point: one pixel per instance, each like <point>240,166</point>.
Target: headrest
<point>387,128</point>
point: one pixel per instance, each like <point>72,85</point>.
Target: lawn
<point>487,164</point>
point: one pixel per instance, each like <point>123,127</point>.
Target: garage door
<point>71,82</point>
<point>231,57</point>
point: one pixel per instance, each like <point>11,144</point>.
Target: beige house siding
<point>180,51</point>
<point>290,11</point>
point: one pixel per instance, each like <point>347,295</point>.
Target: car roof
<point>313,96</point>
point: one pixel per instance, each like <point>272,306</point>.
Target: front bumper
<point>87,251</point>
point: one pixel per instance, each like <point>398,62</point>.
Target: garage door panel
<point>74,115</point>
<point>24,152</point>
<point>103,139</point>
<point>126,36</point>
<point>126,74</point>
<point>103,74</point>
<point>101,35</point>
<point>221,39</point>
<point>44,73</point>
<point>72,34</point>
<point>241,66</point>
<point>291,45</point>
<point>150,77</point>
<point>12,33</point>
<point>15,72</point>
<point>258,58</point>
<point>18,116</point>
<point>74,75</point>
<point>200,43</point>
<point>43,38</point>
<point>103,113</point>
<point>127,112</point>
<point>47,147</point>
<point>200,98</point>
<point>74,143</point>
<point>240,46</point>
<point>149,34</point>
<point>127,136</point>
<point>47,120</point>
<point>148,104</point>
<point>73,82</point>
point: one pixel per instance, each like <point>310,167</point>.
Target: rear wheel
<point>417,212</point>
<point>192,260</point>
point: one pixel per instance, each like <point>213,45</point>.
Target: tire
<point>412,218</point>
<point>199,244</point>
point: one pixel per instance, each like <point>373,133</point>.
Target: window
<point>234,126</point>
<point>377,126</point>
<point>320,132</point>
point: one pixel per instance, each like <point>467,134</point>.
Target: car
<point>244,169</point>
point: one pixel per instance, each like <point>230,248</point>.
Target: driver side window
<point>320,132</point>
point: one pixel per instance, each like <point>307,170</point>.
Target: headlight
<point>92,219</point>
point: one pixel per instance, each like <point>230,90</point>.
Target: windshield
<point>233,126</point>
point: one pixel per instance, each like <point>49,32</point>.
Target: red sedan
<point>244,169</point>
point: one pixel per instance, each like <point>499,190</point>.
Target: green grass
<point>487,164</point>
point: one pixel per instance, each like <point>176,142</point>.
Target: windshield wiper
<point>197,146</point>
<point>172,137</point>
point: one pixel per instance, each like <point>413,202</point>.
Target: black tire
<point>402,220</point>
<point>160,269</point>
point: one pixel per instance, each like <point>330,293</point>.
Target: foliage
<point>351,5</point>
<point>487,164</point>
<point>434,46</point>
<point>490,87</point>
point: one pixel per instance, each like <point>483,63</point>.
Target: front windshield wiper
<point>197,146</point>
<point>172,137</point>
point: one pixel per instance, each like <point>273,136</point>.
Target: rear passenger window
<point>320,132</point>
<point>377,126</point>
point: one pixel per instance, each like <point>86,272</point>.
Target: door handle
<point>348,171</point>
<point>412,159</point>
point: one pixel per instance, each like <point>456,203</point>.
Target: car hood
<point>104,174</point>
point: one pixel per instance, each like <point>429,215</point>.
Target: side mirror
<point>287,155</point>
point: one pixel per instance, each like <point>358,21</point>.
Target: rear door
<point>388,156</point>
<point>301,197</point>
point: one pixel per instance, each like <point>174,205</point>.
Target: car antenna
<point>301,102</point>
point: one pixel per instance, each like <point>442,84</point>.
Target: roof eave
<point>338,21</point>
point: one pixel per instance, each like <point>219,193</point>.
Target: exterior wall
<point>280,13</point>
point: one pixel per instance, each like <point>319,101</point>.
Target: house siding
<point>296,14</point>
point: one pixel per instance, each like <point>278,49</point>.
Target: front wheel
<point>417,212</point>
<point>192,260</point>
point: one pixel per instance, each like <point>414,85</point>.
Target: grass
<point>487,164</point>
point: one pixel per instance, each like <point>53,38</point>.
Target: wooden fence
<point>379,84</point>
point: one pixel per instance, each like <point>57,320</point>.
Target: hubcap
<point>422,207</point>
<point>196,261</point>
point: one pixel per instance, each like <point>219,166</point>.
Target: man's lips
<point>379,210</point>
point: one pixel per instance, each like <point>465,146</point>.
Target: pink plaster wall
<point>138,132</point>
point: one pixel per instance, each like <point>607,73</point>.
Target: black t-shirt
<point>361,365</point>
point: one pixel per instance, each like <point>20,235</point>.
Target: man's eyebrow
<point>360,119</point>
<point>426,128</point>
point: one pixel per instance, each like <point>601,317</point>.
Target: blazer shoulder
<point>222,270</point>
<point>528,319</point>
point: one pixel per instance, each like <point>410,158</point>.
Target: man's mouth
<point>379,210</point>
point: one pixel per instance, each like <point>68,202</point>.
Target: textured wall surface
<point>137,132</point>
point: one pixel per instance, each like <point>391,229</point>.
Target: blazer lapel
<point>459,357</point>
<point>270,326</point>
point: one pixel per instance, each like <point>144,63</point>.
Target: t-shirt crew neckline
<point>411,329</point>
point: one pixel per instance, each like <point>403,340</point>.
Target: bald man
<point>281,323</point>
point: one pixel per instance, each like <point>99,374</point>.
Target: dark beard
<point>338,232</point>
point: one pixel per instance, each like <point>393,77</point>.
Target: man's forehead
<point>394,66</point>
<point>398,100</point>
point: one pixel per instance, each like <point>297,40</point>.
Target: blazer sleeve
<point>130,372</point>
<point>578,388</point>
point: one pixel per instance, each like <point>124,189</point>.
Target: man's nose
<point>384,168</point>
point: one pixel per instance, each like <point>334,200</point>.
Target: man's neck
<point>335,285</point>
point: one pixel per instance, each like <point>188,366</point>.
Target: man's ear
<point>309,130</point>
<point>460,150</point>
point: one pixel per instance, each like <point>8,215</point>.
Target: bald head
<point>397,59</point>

* Aim *
Please write out every one of the items above again, word for word.

* Full solution *
point: one pixel per instance, each like <point>240,166</point>.
Target: headrest
<point>387,128</point>
point: one pixel per instance, each like <point>72,85</point>.
Target: lawn
<point>487,164</point>
point: one pixel per instance, each like <point>123,127</point>.
Target: garage door
<point>71,82</point>
<point>231,57</point>
point: one pixel per instance, each like <point>11,144</point>.
Target: beige house siding
<point>180,51</point>
<point>290,11</point>
point: one pixel per instance, each like <point>347,295</point>.
Target: car roof
<point>313,96</point>
point: one pixel per instance, each like <point>272,306</point>.
Target: front bumper
<point>87,251</point>
point: one pixel per instance, each like <point>398,62</point>.
Target: garage door panel
<point>74,115</point>
<point>24,152</point>
<point>103,139</point>
<point>126,36</point>
<point>126,74</point>
<point>103,74</point>
<point>101,35</point>
<point>221,39</point>
<point>44,73</point>
<point>72,34</point>
<point>241,66</point>
<point>291,45</point>
<point>150,77</point>
<point>12,33</point>
<point>15,72</point>
<point>258,58</point>
<point>18,116</point>
<point>74,75</point>
<point>200,43</point>
<point>43,38</point>
<point>103,113</point>
<point>127,112</point>
<point>47,147</point>
<point>200,98</point>
<point>74,143</point>
<point>240,46</point>
<point>149,34</point>
<point>127,136</point>
<point>47,120</point>
<point>148,104</point>
<point>73,82</point>
point: one pixel per instance, each like <point>310,167</point>.
Target: rear wheel
<point>417,212</point>
<point>192,260</point>
point: one pixel per instance, each like <point>213,45</point>.
Target: tire
<point>412,218</point>
<point>199,244</point>
point: one pixel per instance, each like <point>373,133</point>.
Target: window
<point>234,126</point>
<point>377,126</point>
<point>320,132</point>
point: one pixel per instance, each like <point>467,134</point>.
Target: car
<point>244,169</point>
point: one pixel per instance, each like <point>230,248</point>.
Target: driver side window
<point>320,132</point>
point: one pixel per instance, each like <point>307,170</point>.
Target: headlight
<point>92,219</point>
point: one pixel per instance, each like <point>230,90</point>.
Target: windshield
<point>233,126</point>
point: one pixel per instance, each like <point>49,32</point>.
Target: red sedan
<point>244,169</point>
point: one pixel per instance, each like <point>499,190</point>.
Target: green grass
<point>487,164</point>
point: one pixel per instance, each like <point>176,142</point>.
Target: windshield wiper
<point>197,146</point>
<point>172,137</point>
point: one pixel per instance, each like <point>413,202</point>.
Target: black tire
<point>402,220</point>
<point>160,269</point>
point: one pixel per instance, each like <point>330,293</point>.
Target: foliage
<point>351,5</point>
<point>487,164</point>
<point>434,46</point>
<point>490,87</point>
point: one pixel per instance, each like <point>483,63</point>.
Target: front windshield wiper
<point>197,146</point>
<point>172,137</point>
point: one pixel per instance, each like <point>273,136</point>.
Target: rear passenger window
<point>320,132</point>
<point>377,126</point>
point: one pixel per instance, each like <point>86,272</point>.
Target: door handle
<point>348,171</point>
<point>412,159</point>
point: one pixel per instance, each like <point>456,203</point>.
Target: car hood
<point>104,174</point>
point: one pixel per instance, each like <point>429,215</point>.
Target: side mirror
<point>287,155</point>
point: one pixel per instance, each like <point>358,21</point>.
Target: rear door
<point>388,156</point>
<point>301,197</point>
point: one pixel per instance, each like <point>174,205</point>.
Target: car antenna
<point>301,102</point>
point: one pixel per instance, each like <point>442,84</point>.
Target: roof eave
<point>338,21</point>
point: one pixel per instance, each like <point>219,193</point>.
Target: exterior wall
<point>280,13</point>
point: one pixel per instance, each like <point>319,101</point>.
Target: house siding
<point>296,14</point>
point: one pixel per instance, each like <point>278,49</point>.
Target: front wheel
<point>417,212</point>
<point>192,260</point>
point: one pixel per instance, each like <point>414,85</point>.
Target: grass
<point>487,164</point>
point: one pixel per instance, each like <point>53,38</point>.
Target: wooden fence
<point>379,84</point>
point: one pixel per instance, each like <point>57,320</point>.
Target: hubcap
<point>422,207</point>
<point>196,261</point>
point: one pixel per instance, each like <point>219,166</point>.
Target: man's lips
<point>379,210</point>
point: one pixel per instance, each like <point>465,146</point>.
Target: pink plaster wall
<point>138,132</point>
point: one pixel per instance, each like <point>607,73</point>.
Target: black t-shirt
<point>361,365</point>
point: one pixel per instance, each like <point>20,235</point>.
Target: man's eyebrow
<point>360,119</point>
<point>426,128</point>
point: one pixel per instance, each like <point>601,317</point>.
Target: blazer shoulder
<point>222,270</point>
<point>528,319</point>
point: one pixel per instance, each like <point>410,158</point>.
Target: man's mouth
<point>379,210</point>
point: one pixel per instance, each like <point>68,202</point>.
Target: textured wall surface
<point>137,132</point>
point: one pixel per instance, each like <point>391,229</point>.
Target: blazer lapel
<point>459,357</point>
<point>270,326</point>
point: one pixel per instance, each like <point>144,63</point>.
Target: t-shirt crew neckline
<point>411,329</point>
point: one pixel per instance, each like <point>403,340</point>.
Target: bald man
<point>281,323</point>
point: one pixel per instance, each like <point>99,374</point>.
Target: dark beard
<point>338,232</point>
point: one pixel per instance, each like <point>393,77</point>.
Target: man's forehead
<point>394,66</point>
<point>398,100</point>
point: one pixel per instance, each like <point>297,40</point>.
Target: blazer sleeve
<point>130,372</point>
<point>578,388</point>
point: one pixel per instance, each like <point>124,189</point>.
Target: man's nose
<point>384,168</point>
point: one pixel per instance, each like <point>334,200</point>.
Target: man's neck
<point>335,285</point>
point: one pixel per instance, each like <point>188,366</point>.
Target: man's ear
<point>309,130</point>
<point>460,150</point>
point: one pixel per instance, each like <point>8,215</point>.
Target: bald head
<point>397,59</point>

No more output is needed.